The exercise:
Rewrite the material below, replacing "iridescent blue wing" with "spotted brown wing" and leaving everything else as it is.

Working data:
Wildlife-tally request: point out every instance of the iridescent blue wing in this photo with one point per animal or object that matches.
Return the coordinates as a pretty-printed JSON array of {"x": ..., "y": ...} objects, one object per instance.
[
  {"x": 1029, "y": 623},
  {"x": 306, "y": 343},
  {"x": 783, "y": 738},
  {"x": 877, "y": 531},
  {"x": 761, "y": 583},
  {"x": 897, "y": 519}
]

Answer for this exercise:
Wildlife-tally request: point out every instance of the spotted brown wing in this photo with one point per animal or object that matches.
Return the coordinates as a pretty-printed JSON array of {"x": ..., "y": ...} objects, one object per instance.
[
  {"x": 1029, "y": 623},
  {"x": 306, "y": 343},
  {"x": 783, "y": 738},
  {"x": 877, "y": 531},
  {"x": 761, "y": 583},
  {"x": 897, "y": 519}
]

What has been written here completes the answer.